§ What is required: Reproduce verbatim the stretch of the material below from the line containing "For every instance of the calf's head, mark" through the line containing "[[123, 44], [987, 646], [934, 228], [103, 568]]", including both of those lines and nothing outside them.

§ Extracted material:
______

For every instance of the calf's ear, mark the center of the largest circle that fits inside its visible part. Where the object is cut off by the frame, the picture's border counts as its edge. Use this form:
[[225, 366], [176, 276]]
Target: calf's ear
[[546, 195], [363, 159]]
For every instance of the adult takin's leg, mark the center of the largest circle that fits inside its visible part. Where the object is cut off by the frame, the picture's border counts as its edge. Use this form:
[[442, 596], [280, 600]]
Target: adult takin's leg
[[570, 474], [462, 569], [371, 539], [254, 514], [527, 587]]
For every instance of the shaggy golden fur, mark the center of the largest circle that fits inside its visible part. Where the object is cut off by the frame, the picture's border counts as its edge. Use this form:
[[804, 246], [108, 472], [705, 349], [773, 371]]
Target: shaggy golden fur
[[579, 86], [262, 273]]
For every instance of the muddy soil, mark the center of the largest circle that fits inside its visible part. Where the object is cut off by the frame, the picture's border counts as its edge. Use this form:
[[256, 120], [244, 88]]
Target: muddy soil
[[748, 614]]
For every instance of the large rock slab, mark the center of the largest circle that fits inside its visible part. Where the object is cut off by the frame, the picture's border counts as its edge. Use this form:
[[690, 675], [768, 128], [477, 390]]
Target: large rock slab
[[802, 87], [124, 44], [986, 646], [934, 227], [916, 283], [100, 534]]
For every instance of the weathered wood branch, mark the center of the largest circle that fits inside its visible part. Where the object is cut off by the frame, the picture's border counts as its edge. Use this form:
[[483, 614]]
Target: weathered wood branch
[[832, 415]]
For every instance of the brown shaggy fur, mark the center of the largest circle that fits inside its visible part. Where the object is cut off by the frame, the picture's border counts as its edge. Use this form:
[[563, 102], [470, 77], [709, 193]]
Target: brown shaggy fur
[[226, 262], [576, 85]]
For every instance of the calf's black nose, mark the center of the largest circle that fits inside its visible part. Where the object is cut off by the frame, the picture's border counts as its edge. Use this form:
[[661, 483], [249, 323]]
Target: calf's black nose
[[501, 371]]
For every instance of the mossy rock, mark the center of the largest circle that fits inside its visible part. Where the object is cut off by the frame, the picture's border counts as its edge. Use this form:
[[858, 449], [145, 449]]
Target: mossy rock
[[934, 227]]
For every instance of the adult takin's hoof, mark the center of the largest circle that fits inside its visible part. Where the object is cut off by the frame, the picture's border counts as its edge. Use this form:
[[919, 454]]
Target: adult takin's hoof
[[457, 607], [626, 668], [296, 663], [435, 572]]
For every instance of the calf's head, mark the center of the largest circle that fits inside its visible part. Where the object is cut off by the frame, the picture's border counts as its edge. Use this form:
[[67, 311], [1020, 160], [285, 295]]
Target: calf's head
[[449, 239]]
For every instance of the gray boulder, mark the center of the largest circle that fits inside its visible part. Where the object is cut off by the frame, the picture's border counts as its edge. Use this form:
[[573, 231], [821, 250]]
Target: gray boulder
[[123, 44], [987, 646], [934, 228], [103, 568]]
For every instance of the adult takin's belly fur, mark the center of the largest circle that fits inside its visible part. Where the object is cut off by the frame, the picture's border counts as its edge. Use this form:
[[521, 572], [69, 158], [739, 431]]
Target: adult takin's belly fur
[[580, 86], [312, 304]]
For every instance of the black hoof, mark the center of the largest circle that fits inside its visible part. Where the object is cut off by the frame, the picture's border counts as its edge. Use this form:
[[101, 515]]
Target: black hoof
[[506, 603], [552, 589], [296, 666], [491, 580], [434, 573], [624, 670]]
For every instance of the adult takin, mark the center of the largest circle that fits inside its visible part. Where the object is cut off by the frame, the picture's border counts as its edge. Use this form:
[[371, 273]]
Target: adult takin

______

§ Result of this task:
For every instance of the calf's head, mark the center of the largest circle that fits inside its visible part. Where the object is cut off by the frame, the picture's border counts as its edge. Use this form:
[[67, 311], [1020, 160], [285, 295]]
Target: calf's head
[[449, 239]]
For every instance of the gray boulder, mark the center of the largest circle that fits inside its visible part. Where the object is cut off by the frame, the picture's border counts as its edge. Use this form:
[[573, 231], [821, 250]]
Target: gray boulder
[[123, 44], [987, 646], [934, 228], [103, 568]]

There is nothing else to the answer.